(Collected data entries)
-- begin --

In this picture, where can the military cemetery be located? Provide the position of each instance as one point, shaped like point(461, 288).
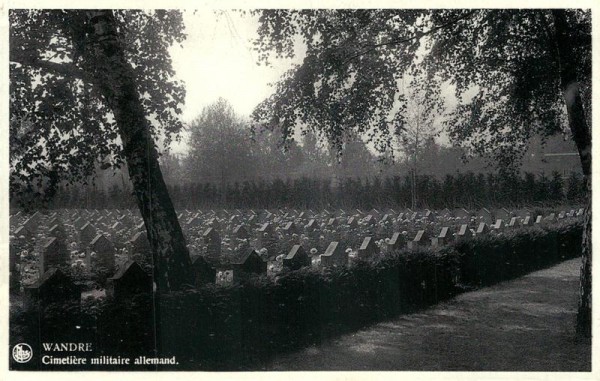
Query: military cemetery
point(335, 189)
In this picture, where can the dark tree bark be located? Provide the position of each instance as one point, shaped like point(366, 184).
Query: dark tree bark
point(582, 137)
point(114, 77)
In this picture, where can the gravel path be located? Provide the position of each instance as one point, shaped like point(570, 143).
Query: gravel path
point(522, 325)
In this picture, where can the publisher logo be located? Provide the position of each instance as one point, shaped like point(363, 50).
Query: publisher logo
point(22, 353)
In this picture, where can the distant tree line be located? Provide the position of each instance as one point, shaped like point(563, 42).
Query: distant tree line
point(468, 190)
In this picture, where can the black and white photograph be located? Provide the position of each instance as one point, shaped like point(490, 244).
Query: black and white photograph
point(308, 188)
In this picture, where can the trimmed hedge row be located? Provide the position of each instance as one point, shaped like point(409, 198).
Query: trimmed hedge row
point(218, 328)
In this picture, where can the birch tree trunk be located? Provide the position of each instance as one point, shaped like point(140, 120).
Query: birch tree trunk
point(114, 77)
point(582, 136)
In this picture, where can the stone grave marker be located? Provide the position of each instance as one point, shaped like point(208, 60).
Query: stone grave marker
point(296, 258)
point(352, 222)
point(21, 231)
point(421, 239)
point(204, 272)
point(486, 216)
point(212, 240)
point(140, 245)
point(53, 254)
point(53, 286)
point(464, 232)
point(248, 261)
point(290, 228)
point(442, 238)
point(241, 232)
point(397, 241)
point(498, 225)
point(101, 253)
point(483, 228)
point(129, 280)
point(86, 234)
point(57, 231)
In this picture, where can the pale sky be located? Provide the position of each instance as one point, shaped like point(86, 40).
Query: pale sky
point(217, 60)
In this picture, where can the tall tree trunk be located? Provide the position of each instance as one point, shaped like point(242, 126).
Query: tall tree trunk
point(582, 137)
point(114, 76)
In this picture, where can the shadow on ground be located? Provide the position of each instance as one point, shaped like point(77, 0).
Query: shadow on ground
point(527, 324)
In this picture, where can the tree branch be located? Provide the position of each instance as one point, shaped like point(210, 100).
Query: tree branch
point(32, 59)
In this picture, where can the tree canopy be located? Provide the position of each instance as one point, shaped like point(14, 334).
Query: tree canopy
point(503, 64)
point(61, 125)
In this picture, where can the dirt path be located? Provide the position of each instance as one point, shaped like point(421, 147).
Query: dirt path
point(523, 325)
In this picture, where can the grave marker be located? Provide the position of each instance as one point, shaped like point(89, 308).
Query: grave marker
point(334, 256)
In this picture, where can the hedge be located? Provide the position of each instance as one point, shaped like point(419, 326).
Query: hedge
point(231, 328)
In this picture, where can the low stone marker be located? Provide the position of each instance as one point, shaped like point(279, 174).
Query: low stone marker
point(296, 258)
point(334, 256)
point(130, 280)
point(368, 248)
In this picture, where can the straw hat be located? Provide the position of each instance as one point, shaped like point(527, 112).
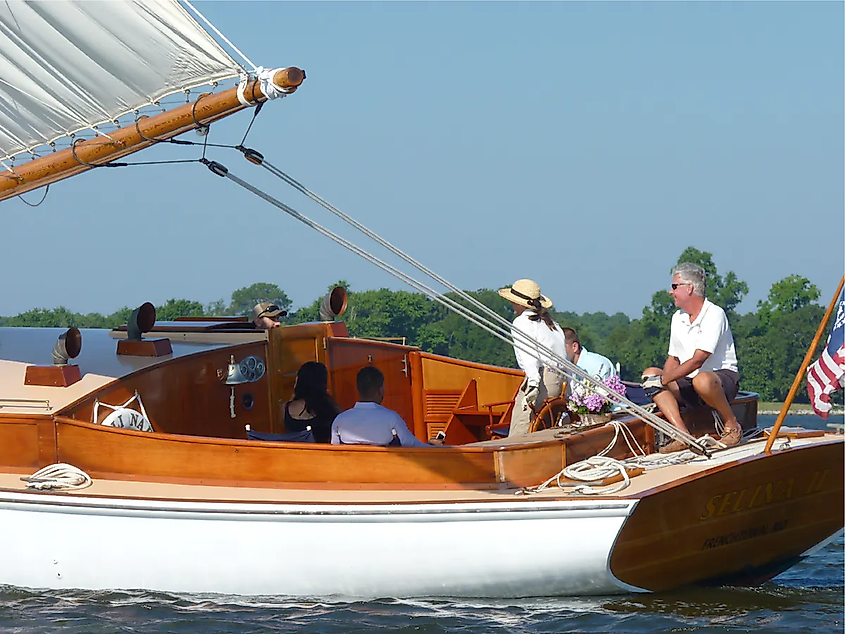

-- end --

#### What needs to be done:
Copy every entry above word for word, leaving out the pictures.

#### Full response:
In this picture, where can the military cemetery be located? Provide the position of each instance as one point, shaped like point(461, 288).
Query: military cemetery
point(335, 189)
In this picture, where can the dark tree bark be located? Provide the position of each instance as one point, shaped like point(366, 184).
Query: dark tree bark
point(582, 137)
point(114, 77)
In this picture, where can the gravel path be located? Provide the position of each instance as one point, shaped like point(570, 143).
Query: gravel path
point(522, 325)
In this picture, where can the publisher logo be located? Provide the position of each instance as one point, shaped like point(363, 50).
Query: publisher logo
point(22, 353)
In this picture, where can the distant tree line be located? Provide the position of each instance as one point, shaped like point(563, 42).
Query: distant tree line
point(468, 190)
In this picture, where can the black and white photograph be located? Provide the position of each instance as one point, shaped like point(490, 244).
Query: black and white photograph
point(308, 188)
In this picture, where can the trimmed hedge row be located? Provide the position of each instance as one point, shaped like point(409, 198).
Query: trimmed hedge row
point(218, 328)
In this picture, where can the birch tree trunk be located? Provide the position of each instance as one point, shaped like point(140, 120).
Query: birch tree trunk
point(114, 77)
point(582, 136)
In this picture, where can the stone grave marker be located? Provide the position of each instance as one point, shaped like point(208, 60).
Query: stone grave marker
point(296, 258)
point(352, 222)
point(21, 231)
point(421, 239)
point(204, 272)
point(486, 216)
point(212, 240)
point(140, 245)
point(53, 254)
point(53, 286)
point(464, 232)
point(248, 261)
point(290, 228)
point(442, 238)
point(241, 232)
point(397, 241)
point(498, 225)
point(101, 253)
point(483, 228)
point(129, 280)
point(86, 234)
point(57, 231)
In this picture, where can the pale sky be located? Provide the position of each instance as one point, shaped like point(86, 40).
Query: pale sky
point(217, 60)
In this picture, where can the tall tree trunk be located? Provide the position of each instance as one point, shaped like point(242, 126).
Query: tall tree trunk
point(582, 137)
point(114, 76)
In this picture, where can the shadow on ground be located? Provide the position of each instance as one point, shaped like point(77, 0).
Query: shadow on ground
point(527, 324)
In this picture, where can the tree branch be located? Provide the position of each instance as one point, shaped like point(210, 100).
Query: tree branch
point(32, 59)
In this picture, where can the tree canopy be located? Provide the position of each instance as one point, shaped like point(14, 334).
Query: tree canopy
point(503, 64)
point(61, 125)
In this picture, where can the dirt path be located? Provide the position of each instance as one point, shaped like point(421, 147).
Query: dirt path
point(523, 325)
In this picture, where can the grave marker be located? Provide the position of each instance as one point, shaped like point(89, 308).
Query: grave marker
point(334, 256)
In this picture, where can the hedge be located? Provide the position of each instance as one point, shaped like point(419, 326).
Query: hedge
point(231, 328)
In this picture, where can the low stone marker be located? Provide the position of each instance as one point, shaped like point(279, 174).
Query: low stone marker
point(296, 258)
point(334, 256)
point(130, 280)
point(368, 248)
In this picture, where can the straw hat be located? Provide the position of each instance as one point, shaped like point(527, 112).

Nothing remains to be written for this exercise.